BEGIN Source data

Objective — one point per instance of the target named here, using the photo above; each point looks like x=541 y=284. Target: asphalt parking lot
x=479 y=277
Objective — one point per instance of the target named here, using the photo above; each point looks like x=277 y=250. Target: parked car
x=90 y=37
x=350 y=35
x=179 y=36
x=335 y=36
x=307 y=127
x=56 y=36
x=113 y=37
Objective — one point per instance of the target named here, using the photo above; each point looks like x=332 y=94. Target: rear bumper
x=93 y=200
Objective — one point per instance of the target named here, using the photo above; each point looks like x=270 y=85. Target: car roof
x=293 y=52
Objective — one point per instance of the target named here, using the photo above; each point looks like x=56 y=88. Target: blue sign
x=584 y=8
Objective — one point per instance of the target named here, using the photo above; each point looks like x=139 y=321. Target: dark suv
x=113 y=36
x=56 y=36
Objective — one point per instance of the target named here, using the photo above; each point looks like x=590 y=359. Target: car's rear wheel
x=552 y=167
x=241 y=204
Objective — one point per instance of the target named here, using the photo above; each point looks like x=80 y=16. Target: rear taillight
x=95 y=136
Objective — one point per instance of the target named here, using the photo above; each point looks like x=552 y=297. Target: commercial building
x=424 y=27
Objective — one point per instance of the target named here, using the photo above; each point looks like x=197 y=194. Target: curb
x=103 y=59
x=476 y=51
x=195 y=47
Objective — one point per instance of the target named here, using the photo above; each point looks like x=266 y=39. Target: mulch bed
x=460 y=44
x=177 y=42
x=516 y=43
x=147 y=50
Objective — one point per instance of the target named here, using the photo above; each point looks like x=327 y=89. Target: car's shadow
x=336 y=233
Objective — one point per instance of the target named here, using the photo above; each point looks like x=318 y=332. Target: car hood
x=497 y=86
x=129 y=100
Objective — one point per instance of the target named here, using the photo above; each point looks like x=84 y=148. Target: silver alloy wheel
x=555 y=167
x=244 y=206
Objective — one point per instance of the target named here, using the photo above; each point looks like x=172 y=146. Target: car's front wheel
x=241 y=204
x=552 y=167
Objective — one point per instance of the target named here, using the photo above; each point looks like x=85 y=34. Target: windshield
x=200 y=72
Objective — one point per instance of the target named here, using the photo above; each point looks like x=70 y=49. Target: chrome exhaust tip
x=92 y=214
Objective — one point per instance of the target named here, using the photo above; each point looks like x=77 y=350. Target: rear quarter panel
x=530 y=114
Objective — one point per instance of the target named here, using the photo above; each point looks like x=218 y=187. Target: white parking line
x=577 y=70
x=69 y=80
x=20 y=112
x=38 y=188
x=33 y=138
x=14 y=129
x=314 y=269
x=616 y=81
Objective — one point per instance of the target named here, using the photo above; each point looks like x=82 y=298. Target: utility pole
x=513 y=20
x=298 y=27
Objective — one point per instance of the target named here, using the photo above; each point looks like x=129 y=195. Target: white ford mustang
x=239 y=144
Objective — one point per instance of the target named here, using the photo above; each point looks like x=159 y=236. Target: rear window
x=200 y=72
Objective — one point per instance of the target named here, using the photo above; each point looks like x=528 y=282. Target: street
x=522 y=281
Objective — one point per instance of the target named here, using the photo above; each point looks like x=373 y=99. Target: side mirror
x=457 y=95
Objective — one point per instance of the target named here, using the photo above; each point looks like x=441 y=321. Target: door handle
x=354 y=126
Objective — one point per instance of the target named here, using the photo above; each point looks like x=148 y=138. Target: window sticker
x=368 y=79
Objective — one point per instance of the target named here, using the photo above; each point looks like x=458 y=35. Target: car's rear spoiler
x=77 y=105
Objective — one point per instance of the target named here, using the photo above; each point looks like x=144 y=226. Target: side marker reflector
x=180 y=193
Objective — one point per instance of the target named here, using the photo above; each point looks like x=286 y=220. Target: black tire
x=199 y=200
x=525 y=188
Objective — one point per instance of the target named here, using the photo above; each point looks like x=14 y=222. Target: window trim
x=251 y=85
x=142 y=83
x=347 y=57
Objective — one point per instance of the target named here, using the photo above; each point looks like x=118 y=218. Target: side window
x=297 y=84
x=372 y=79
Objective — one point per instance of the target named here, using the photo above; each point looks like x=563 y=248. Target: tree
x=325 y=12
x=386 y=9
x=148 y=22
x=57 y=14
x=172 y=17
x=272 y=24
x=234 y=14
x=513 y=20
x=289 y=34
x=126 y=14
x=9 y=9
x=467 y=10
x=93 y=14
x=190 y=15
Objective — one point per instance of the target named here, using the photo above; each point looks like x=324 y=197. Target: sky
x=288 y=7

END Source data

Brief: Copy every line of the records above word for word, keeping each one unchanged and in its original order.

Result of the task:
Objective — one point per instance of the target named here, using the photo above; each point looks like x=541 y=284. Target: asphalt parking lot
x=479 y=277
Objective — one point per instance of the target named here, using the photo above; each point looks like x=277 y=250. Target: parked car
x=90 y=37
x=350 y=35
x=179 y=36
x=335 y=36
x=307 y=127
x=56 y=36
x=113 y=37
Objective — one point per instance of the target named here, using the photo above; each point looks like x=332 y=94. Target: rear bumper
x=93 y=200
Objective — one point per instance of the target named here, using the photo above; each point looks like x=270 y=85. Target: car roof
x=293 y=52
Objective — one point per instance of the target named here, using the photo above; each point looks like x=56 y=88. Target: blue sign
x=584 y=8
Objective — one point per instance of the target named here, using the photo above; each point looks like x=139 y=321. Target: dark suv
x=113 y=36
x=56 y=36
Objective — one point per instance of the target named here, using the photo above; each point looks like x=590 y=359. Target: car's rear wheel
x=552 y=167
x=241 y=204
Objective — one point per instance of the target named here, using the photo above; each point looks like x=80 y=16. Target: rear taillight
x=95 y=136
Objective — one point per instance of the target named here, using the photo above; each point looks like x=552 y=297. Target: commercial building
x=424 y=27
Objective — one point per instance of the target named here, using the photo above; each point looks like x=197 y=194. Target: curb
x=103 y=59
x=476 y=51
x=195 y=47
Objective — one point per instance of the target named here, using the photo above; each point looks like x=266 y=39. Target: mulch bed
x=460 y=44
x=177 y=42
x=516 y=43
x=147 y=50
Objective — one point per instance of the target named here, using the photo above; each point looks like x=327 y=89. Target: car's shadow
x=336 y=233
Objective — one point per instance of the target named here, using the photo above; each point looks like x=318 y=332. Target: car hood
x=497 y=86
x=129 y=100
Objective — one point per instance of the target named here, using the photo above; each point looks like x=84 y=148. Target: silver alloy wheel
x=555 y=167
x=244 y=206
Objective — one point per instance of the target named here, using the photo above; each point looks like x=172 y=146. Target: car's front wheel
x=241 y=204
x=552 y=167
Objective — one point per instance of the target named here, using the photo above; each point looks like x=85 y=34. Target: windshield
x=200 y=72
Objective — one point per instance of the target named here, using the photo above; each point looks like x=70 y=49. Target: chrome exhaust tip
x=92 y=214
Objective — one point per instance of the target named here, using the photo above; each point looks like x=77 y=350. Target: rear quarter panel
x=530 y=114
Objective — one point per instance of the target named here, using the photo above; each point looks like x=218 y=187. Target: white parking line
x=577 y=70
x=69 y=80
x=20 y=112
x=38 y=188
x=33 y=138
x=14 y=129
x=314 y=269
x=616 y=81
Objective — one point per instance of the target named here, using the photo above; each point looks like x=82 y=298. Target: utility pole
x=513 y=20
x=298 y=27
Objective — one point per instance of the target named here, using the photo above; each point looks like x=129 y=195. Target: white ford mustang
x=239 y=144
Objective — one point per instance of the target named here, using the photo above; each point looks like x=159 y=236. Target: rear window
x=200 y=72
Objective — one point per instance of the target named here, using the photo above; each point looks like x=528 y=282. Target: street
x=522 y=281
Objective — one point per instance of the target named here, using the photo above; each point looks like x=373 y=99. Target: side mirror
x=457 y=95
Objective — one point per instance of the target named here, using the photo above; each point looks like x=441 y=321. Target: door handle
x=354 y=126
Objective — one point per instance of the target named here, using the photo above; each point looks like x=148 y=138. Target: window sticker
x=368 y=79
Objective — one point per instance of the target named here, using the photo above; each point looks like x=458 y=35. Target: car's rear spoiler
x=77 y=105
Objective — one point per instance of the target named here, using the photo above; each point looks like x=144 y=226. Target: side marker reflector
x=180 y=193
Objective — one point per instance of the target named here, using the photo above; each point looks like x=286 y=220. Target: black tire
x=199 y=200
x=525 y=188
Objective — one point per instance of the target named here, using the photo above; each point looks like x=14 y=222. Target: window trim
x=251 y=85
x=142 y=83
x=347 y=57
Objective — one point per instance of the target named here, using the photo above; each point looks like x=118 y=218. Target: side window
x=297 y=84
x=372 y=79
Objective — one point per instance of the target named here, using the photo above; each point looks like x=563 y=248. Target: tree
x=325 y=12
x=386 y=9
x=148 y=22
x=57 y=14
x=172 y=17
x=272 y=24
x=234 y=14
x=513 y=20
x=289 y=34
x=126 y=14
x=9 y=9
x=467 y=10
x=93 y=14
x=190 y=15
Objective — one point per instance of the target named here, using the photo above; each point looks like x=324 y=197. Target: sky
x=288 y=7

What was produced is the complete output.